Take the entries below and print, exactly, the stretch from the line containing "Please pin the white tail" through the line containing "Please pin the vertical", both included.

Data records section start

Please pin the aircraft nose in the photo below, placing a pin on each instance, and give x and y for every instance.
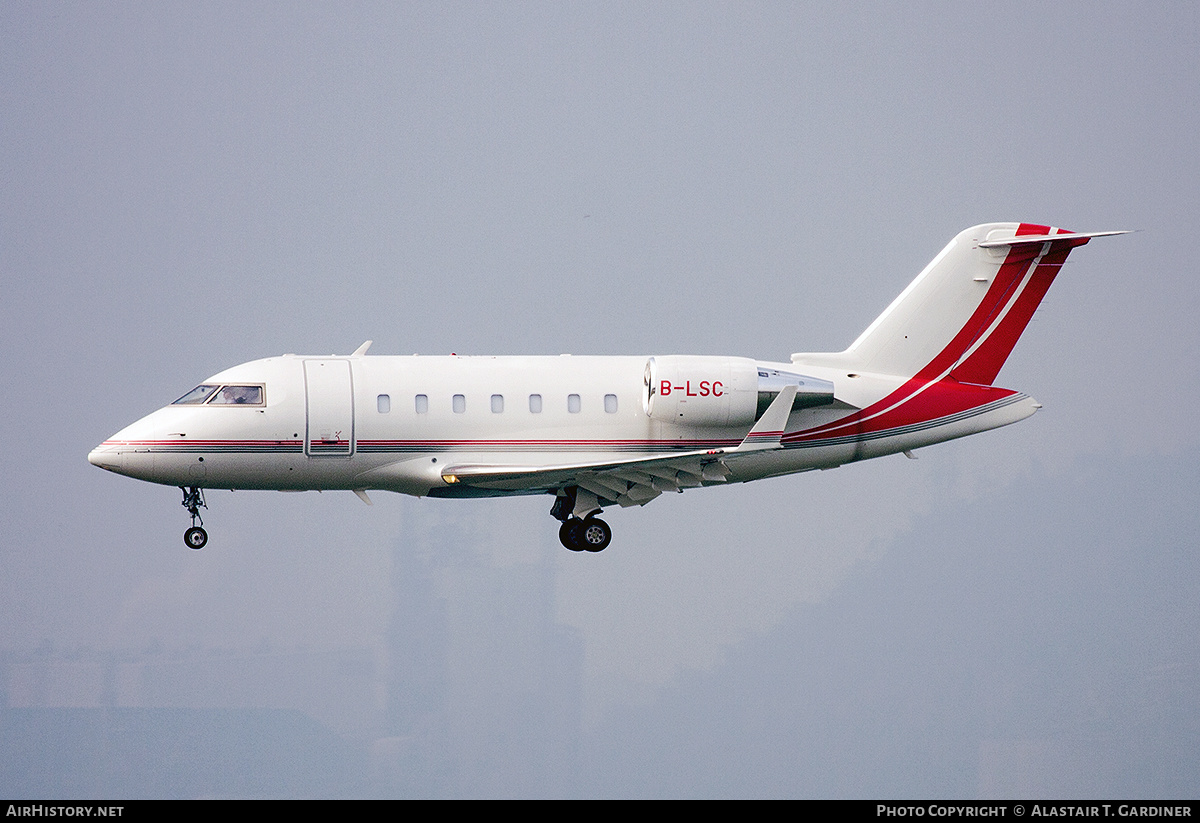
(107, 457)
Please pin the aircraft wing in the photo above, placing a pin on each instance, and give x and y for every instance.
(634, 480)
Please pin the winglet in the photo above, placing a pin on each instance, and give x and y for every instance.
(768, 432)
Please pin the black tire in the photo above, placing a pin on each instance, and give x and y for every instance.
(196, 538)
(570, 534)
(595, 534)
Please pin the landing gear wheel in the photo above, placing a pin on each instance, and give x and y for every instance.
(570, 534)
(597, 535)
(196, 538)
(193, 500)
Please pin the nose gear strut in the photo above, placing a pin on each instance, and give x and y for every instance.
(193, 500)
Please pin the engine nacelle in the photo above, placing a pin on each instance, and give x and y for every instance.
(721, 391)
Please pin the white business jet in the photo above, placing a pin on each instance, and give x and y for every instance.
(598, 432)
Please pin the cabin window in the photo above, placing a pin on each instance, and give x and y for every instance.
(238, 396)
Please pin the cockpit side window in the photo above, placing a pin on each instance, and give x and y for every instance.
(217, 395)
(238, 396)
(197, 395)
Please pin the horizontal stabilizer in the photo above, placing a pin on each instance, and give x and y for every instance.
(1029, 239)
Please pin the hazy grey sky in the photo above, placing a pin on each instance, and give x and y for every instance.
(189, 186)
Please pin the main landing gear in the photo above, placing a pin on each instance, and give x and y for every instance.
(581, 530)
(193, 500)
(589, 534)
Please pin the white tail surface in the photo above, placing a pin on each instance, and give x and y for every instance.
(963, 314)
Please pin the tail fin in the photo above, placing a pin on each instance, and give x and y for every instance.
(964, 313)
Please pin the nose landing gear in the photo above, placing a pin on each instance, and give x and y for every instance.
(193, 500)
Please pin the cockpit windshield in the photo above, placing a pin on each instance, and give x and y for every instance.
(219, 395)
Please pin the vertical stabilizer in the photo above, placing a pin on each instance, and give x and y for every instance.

Data records section end
Data records section start

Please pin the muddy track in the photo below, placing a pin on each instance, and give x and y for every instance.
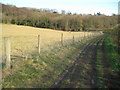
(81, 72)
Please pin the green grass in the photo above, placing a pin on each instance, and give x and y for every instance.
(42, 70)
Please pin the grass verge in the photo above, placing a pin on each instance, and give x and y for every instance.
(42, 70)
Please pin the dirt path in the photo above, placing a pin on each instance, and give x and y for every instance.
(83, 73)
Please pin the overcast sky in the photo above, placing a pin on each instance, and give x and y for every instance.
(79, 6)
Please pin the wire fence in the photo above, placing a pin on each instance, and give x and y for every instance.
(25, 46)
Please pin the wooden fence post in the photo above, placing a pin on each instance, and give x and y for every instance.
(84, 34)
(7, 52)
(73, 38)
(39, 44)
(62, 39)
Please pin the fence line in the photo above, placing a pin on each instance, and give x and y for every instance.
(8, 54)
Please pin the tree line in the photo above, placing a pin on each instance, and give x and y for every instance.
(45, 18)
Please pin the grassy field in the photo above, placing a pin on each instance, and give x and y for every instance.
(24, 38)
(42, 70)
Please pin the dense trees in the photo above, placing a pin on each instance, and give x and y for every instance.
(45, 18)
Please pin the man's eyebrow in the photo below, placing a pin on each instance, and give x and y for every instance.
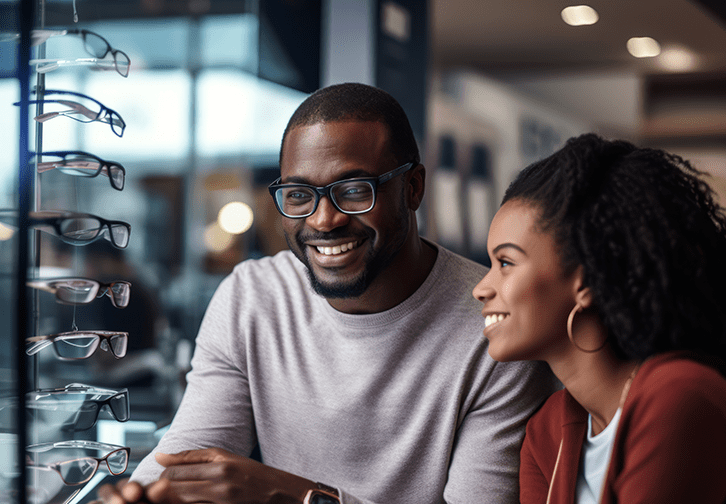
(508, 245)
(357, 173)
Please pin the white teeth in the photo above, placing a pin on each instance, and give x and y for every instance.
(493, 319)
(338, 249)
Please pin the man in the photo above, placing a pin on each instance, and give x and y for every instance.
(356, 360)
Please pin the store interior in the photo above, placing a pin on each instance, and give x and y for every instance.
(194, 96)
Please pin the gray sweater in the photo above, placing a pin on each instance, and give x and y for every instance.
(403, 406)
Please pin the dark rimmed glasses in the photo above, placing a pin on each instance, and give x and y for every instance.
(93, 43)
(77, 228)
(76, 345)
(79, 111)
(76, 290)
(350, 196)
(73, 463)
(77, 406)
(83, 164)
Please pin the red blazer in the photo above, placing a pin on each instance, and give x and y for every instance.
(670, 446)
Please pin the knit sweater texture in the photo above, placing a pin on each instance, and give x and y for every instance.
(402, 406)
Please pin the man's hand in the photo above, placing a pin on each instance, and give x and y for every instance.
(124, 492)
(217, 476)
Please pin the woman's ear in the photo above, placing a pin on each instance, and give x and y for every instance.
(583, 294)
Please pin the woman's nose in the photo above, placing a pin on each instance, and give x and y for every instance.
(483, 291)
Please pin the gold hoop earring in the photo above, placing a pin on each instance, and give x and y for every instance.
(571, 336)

Data records section end
Data records section start

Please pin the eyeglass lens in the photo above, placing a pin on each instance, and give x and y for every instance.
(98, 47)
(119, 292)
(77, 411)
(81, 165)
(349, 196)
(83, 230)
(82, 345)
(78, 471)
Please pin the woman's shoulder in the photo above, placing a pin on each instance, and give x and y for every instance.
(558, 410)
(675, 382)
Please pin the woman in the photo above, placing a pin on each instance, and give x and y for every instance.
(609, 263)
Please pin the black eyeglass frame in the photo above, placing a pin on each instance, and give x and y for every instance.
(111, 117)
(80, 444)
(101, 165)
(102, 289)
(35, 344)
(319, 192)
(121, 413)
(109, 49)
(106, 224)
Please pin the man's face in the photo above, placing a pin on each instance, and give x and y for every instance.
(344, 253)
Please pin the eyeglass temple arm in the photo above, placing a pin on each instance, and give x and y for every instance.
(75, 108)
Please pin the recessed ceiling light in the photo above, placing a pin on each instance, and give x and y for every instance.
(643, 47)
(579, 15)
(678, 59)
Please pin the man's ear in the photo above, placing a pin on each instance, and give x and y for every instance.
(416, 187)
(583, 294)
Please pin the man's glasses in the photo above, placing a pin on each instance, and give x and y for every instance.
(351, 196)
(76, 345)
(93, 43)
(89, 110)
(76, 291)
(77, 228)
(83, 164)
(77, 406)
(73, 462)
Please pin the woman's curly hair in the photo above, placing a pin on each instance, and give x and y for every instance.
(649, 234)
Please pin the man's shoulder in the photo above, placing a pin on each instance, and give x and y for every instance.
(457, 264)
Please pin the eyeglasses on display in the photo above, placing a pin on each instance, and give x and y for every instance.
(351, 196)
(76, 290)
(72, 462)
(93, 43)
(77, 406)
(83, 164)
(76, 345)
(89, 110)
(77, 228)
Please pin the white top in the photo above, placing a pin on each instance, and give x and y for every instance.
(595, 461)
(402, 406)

Data records section end

### Written answer:
Please pin the white tail surface in the photo above, placing a pin on each instance, and give x and y for every instance.
(963, 314)
Please pin the tail fin in the photo above, placing a pin on each instance, and give x and y for every instance.
(964, 313)
Please pin the nose landing gear in the photo above, placing a pin on each instance, and give x and y for every instance.
(193, 500)
Please pin the cockpit windshield in the photo above, placing a pin on each instance, and give x and y for every instance.
(219, 395)
Please pin the vertical stabilizer in the photo above, placing a pin on each instance, and give x and y for every instance.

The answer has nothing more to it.